STORIA Tripoli 1967, le memorie raccolte dai ragazzi
Dieci racconti sull’esodo forzato degli ebrei di Libia del ’67, dieci ragazzi chiamati a leggerli e interpretarli. Nel cinquantesimo anniversario dall’arrivo a Roma da Tripoli, la sfida lanciata dal Centro Ebraico Il Pitigliani ha raccolto un chiaro successo. Un racconto a più voci, ispirato dall’ormai tradizionale “Memorie di famiglia” che ogni gennaio chiama a raccolta centinaia di persone sul tema della Memoria, che è stato brillantemente condotto da Karen Hannuna e Nando Tagliacozzo con intervento di saluto della presidente della Comunità ebraica romana Ruth Dureghello e accompagnamento musicale di Evelina Meghnagi, Emanuele Levi Mortera, Arnaldo Vacca e del Pitigliani Vocal Project (coro dei bambini). Ha sottolineato Giordana Menasci, curatrice dell’evento assieme ad Anna Orvieto. “I giovani tramandano le storie dei nonni: questa è la formula che da sei anni promuoviamo e attuiamo con Memorie di famiglia per il Giorno della Memoria; decine di ragazzi ogni anno salgono sul nostro palco per leggere la storia dei propri familiari, diventando protagonisti ed ereditando il ruolo di testimone”. Una formula già sperimentata in più edizioni e adattata, in questa specifica circostanza, per portare all’attenzione di tanti vicende e complessità dell’ebraismo libico. A mezzo secolo dall’esilio, una memoria quanto mai viva. Le parole degli adulti, tramandate ai ragazzi. Un patto ferreo tra generazioni, per coltivare un ricordo che non può che essere parte inalienabile della propria identità presente. Eccone qualche assaggio.

________________________________________

Esercizio scritto 1
Trascrivi senza alcuna modifica il tratto dei record che va dalla riga contenente "TARGET = tree" fino alla fine dei record, entrambi gli estremi compresi.
Il brano e i record non hanno alcun legame tra loro.

Record del dataset sulla posizione degli oggetti
________________________________________

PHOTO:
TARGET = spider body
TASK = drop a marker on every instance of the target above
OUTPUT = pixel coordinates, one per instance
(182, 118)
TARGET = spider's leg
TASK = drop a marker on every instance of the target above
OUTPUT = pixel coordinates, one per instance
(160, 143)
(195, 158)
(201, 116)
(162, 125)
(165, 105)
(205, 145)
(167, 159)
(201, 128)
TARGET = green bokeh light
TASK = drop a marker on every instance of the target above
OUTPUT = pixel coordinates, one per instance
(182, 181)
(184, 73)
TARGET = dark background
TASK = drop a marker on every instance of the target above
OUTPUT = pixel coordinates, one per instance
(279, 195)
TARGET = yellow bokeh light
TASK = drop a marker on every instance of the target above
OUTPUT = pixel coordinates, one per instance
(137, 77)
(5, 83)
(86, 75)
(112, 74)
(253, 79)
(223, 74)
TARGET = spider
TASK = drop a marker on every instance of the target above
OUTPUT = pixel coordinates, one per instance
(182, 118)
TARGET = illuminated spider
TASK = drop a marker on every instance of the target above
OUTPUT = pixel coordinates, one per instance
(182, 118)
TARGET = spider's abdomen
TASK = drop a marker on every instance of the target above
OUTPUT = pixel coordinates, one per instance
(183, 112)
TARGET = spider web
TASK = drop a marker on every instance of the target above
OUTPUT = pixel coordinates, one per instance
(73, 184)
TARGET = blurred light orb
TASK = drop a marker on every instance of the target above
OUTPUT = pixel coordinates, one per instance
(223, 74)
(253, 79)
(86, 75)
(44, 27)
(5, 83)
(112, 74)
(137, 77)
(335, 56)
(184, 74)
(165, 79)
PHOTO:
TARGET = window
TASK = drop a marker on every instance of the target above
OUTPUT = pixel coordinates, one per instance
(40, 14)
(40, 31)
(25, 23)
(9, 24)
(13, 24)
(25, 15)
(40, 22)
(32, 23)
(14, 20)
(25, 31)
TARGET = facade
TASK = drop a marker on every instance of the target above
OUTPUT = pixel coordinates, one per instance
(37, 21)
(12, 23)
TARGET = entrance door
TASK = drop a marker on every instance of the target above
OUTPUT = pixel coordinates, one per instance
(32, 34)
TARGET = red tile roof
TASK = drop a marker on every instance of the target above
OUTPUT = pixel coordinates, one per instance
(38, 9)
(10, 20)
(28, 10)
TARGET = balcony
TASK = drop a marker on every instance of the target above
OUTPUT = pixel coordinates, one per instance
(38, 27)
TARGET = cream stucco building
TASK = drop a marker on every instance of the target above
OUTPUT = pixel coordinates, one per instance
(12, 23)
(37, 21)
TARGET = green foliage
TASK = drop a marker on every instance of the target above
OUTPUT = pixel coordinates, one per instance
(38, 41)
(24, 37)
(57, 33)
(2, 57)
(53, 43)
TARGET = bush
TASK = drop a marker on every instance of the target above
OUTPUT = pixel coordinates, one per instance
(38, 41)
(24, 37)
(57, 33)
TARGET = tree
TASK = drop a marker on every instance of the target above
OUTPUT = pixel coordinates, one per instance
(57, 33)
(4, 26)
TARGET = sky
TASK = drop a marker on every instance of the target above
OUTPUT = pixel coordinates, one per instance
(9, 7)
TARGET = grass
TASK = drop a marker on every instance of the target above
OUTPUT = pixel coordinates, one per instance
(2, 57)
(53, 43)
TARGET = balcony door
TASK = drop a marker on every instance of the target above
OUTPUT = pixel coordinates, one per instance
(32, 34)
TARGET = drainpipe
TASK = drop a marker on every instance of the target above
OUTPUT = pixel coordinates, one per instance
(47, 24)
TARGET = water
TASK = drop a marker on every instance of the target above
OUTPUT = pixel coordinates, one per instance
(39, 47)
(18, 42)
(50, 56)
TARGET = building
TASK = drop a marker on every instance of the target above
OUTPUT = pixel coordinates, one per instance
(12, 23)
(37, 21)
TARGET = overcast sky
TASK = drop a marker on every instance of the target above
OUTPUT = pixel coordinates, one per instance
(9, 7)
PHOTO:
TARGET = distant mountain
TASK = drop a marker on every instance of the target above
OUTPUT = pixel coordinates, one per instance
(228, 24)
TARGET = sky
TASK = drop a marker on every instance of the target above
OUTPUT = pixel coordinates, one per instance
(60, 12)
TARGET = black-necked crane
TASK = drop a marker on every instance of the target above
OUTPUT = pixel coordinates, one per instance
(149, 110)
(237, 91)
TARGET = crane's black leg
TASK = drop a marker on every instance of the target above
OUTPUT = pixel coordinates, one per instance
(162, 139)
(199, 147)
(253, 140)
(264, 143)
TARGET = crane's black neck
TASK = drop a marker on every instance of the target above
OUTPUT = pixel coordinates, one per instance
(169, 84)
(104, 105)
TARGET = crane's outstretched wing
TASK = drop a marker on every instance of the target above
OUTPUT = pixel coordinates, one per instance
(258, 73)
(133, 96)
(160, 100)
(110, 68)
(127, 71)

________________________________________

Esercizio scritto 2
Riassumi in due frasi il brano sulle memorie dell'esodo da Tripoli.

Risposta completa 1
TARGET = tree
TASK = drop a marker on every instance of the target above
OUTPUT = pixel coordinates, one per instance
(57, 33)
(4, 26)
TARGET = sky
TASK = drop a marker on every instance of the target above
OUTPUT = pixel coordinates, one per instance
(9, 7)
TARGET = grass
TASK = drop a marker on every instance of the target above
OUTPUT = pixel coordinates, one per instance
(2, 57)
(53, 43)
TARGET = balcony door
TASK = drop a marker on every instance of the target above
OUTPUT = pixel coordinates, one per instance
(32, 34)
TARGET = drainpipe
TASK = drop a marker on every instance of the target above
OUTPUT = pixel coordinates, one per instance
(47, 24)
TARGET = water
TASK = drop a marker on every instance of the target above
OUTPUT = pixel coordinates, one per instance
(39, 47)
(18, 42)
(50, 56)
TARGET = building
TASK = drop a marker on every instance of the target above
OUTPUT = pixel coordinates, one per instance
(12, 23)
(37, 21)
TARGET = overcast sky
TASK = drop a marker on every instance of the target above
OUTPUT = pixel coordinates, one per instance
(9, 7)
PHOTO:
TARGET = distant mountain
TASK = drop a marker on every instance of the target above
OUTPUT = pixel coordinates, one per instance
(228, 24)
TARGET = sky
TASK = drop a marker on every instance of the target above
OUTPUT = pixel coordinates, one per instance
(60, 12)
TARGET = black-necked crane
TASK = drop a marker on every instance of the target above
OUTPUT = pixel coordinates, one per instance
(149, 110)
(237, 91)
TARGET = crane's black leg
TASK = drop a marker on every instance of the target above
OUTPUT = pixel coordinates, one per instance
(162, 139)
(199, 147)
(253, 140)
(264, 143)
TARGET = crane's black neck
TASK = drop a marker on every instance of the target above
OUTPUT = pixel coordinates, one per instance
(169, 84)
(104, 105)
TARGET = crane's outstretched wing
TASK = drop a marker on every instance of the target above
OUTPUT = pixel coordinates, one per instance
(258, 73)
(133, 96)
(160, 100)
(110, 68)
(127, 71)

Risposta completa 2
Nel cinquantesimo anniversario dell'arrivo a Roma da Tripoli, il Centro Ebraico Il Pitigliani ha chiamato dieci ragazzi a leggere e interpretare dieci racconti sull'esodo forzato degli ebrei di Libia del '67, ottenendo un chiaro successo. L'iniziativa riprendeva la formula di "Memorie di famiglia", in cui i giovani tramandano le storie dei nonni, e l'ha adattata per portare all'attenzione di tanti le vicende e le complessità dell'ebraismo libico.